What do we think the if statement conditions mean? The old comment was implying it means we are bumping the client connection (or something like that), but you have removed that so I assume it was wrong.

I changed the old comment in my commit 521148e. This is because I realized that checks for step1 decisions are not safe and it is better to just check if the SSL/SSL_CTX objects are configured.

I think the correct comment should be something like the following:
// Do not use SSL_CTX objects cache if the SSL/SSL_CTX objects pair for this connection are built

Please recheck my commit 28c3d4d for the updated comment.

Please recheck my commit 28c3d4d for the updated comment.

I appreciate your earlier explanation. I may be able to polish this code/comments (with your help) further, but I cannot find the 28c3d4d commit you mentioned above. Perhaps you have not pushed it to GitHub?

src/client_side.cc

rousskov · 2021-04-26T01:33:10Z

src/client_side_request.cc

+    auto srvBump = getConn()->serverBump();
+    // XXX: The following "if" works however the bumping step is not updated
+    // correctly by peek-and-splice code.
+    if (srvBump && srvBump->at(XactionStep::tlsBump2)) {
+        // Update request object
+        srvBump->request = request;
+        srvBump->act.step2 = sslBumpNeed_;
+        CallJobHere(85, 4, getConn(), ConnStateData, resumePeekAndSpliceStep2);
+        return;
+    }
+
    if (untouchedConnect && sslBumpNeeded()) {


If we can swap the first if with the second if, please swap them. It seems odd to check for the second step before checking whether the first step is needed.

I did not do this change. If it is important I will try to change it however.
IF I change it the code will look something like the following:

if ((!srvBump && untouchedConnect && sslBumpNeeded() )|| (srvBump && srvBump->at(XactionStep::tlsBump1))) { ... } else if (srvBump && srvBump->at(XactionStep::tlsBump2) { ... }

If we are at bumping step1, normally we have not create yet the srvBump object (this is done later by client_side.cc code ), or we have create one just to serve an error (eg an HTTP deny).
::::::
§ **DIRECTIONS**
(1) Answer these questions about the code review thread:
(a) In which commit was the old comment changed?
(b) Which commit could the reviewer not find?
(c) At bumping step1, what code normally creates the srvBump object later?
(2) Write out the part of the code review thread that begins with "If we can swap" and ends with "an HTTP deny).", putting "serverBump" in place of "srvBump".

§ **GIVEN INFORMATION**
::::::
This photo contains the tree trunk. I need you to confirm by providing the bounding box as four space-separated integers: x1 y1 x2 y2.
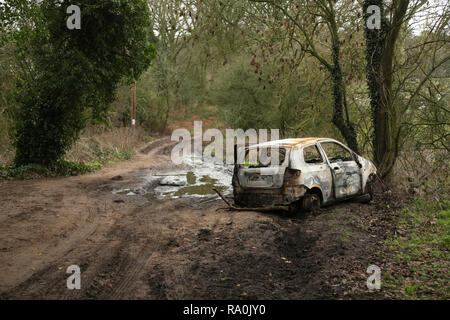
363 0 409 179
331 42 359 153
::::::
§ **SOLUTIONS TO THE TASKS**
(1)
(a) 521148e
(b) 28c3d4d
(c) client_side.cc code

(2)
If we can swap the first if with the second if, please swap them. It seems odd to check for the second step before checking whether the first step is needed.

I did not do this change. If it is important I will try to change it however.
IF I change it the code will look something like the following:

if ((!serverBump && untouchedConnect && sslBumpNeeded() )|| (serverBump && serverBump->at(XactionStep::tlsBump1))) { ... } else if (serverBump && serverBump->at(XactionStep::tlsBump2) { ... }

If we are at bumping step1, normally we have not create yet the serverBump object (this is done later by client_side.cc code ), or we have create one just to serve an error (eg an HTTP deny).